▶ Excerpted text
^^^^^^^^
WE KNOW from 1 Corinthians that while as children we speak and think as children, there is a time to put away childish things.

WE KNOW from 1 Corinthians that while as children we speak and think as children, there is a time to put away childish things.

And we know from Pixar that the time to put these things away is, like, never.

The "Toy Story" franchise is built around the idea that in our modern culture, we find it very difficult to surrender the part of ourselves that spent languid afternoons with G.I. Joe or Barbie. (Or G.I. Joe and Barbie. You know who you are.)

Actually, it's not just an idea. It's the product of informal market research conducted by Pixar execs, who used social media to ask grown-up fans to tell their own toy stories.

"We reached out on Twitter to adults and asked them, 'Who still has a favored child toy?' We got a flood of responses from people of all ages, who were eager to tell us about the toys they still have, and the roles they play," said writer-director Lee Unkrich.

That information factored into "Toy Story 3," which has Andy, the boy who fell in love with Woody and Buzz, heading off to college, trying to decide what to do with the toys he's outgrown, or trying decide whether he's outgrown them at all.

The toys, Woody and Buzz and now Barbie, end up at a day-care center, which Pixar animators present as a kind of penitentiary run by a totalitarian teddy bear, incongruously chubby and pink and named Lotso Huggin'.

Finding a new challenge for the toys was only one of the problems that Unkrich faced. Another was what to do with Andy.
^^^^^^^^
▶ Given information

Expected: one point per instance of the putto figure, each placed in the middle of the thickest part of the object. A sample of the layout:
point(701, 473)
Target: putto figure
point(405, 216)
^^^^^^^^
▶ Written exercise 1
In the Toy Story article, how did Pixar executives reach grown-up fans to ask about their childhood toys?
▶ Written exercise 2
Translate this sentence from the Toy Story article into Spanish: "Finding a new challenge for the toys was only one of the problems that Unkrich faced."
▶ Written exercise 3
Print the stretch of the Toy Story article from "Actually, it's not" through "them at all.".

▶ Complete response 1
They reached out to adults on Twitter.

▶ Complete response 2
Encontrar un nuevo desafío para los juguetes fue solo uno de los problemas que enfrentó Unkrich.

▶ Complete response 3
Actually, it's not just an idea. It's the product of informal market research conducted by Pixar execs, who used social media to ask grown-up fans to tell their own toy stories.

"We reached out on Twitter to adults and asked them, 'Who still has a favored child toy?' We got a flood of responses from people of all ages, who were eager to tell us about the toys they still have, and the roles they play," said writer-director Lee Unkrich.

That information factored into "Toy Story 3," which has Andy, the boy who fell in love with Woody and Buzz, heading off to college, trying to decide what to do with the toys he's outgrown, or trying decide whether he's outgrown them at all.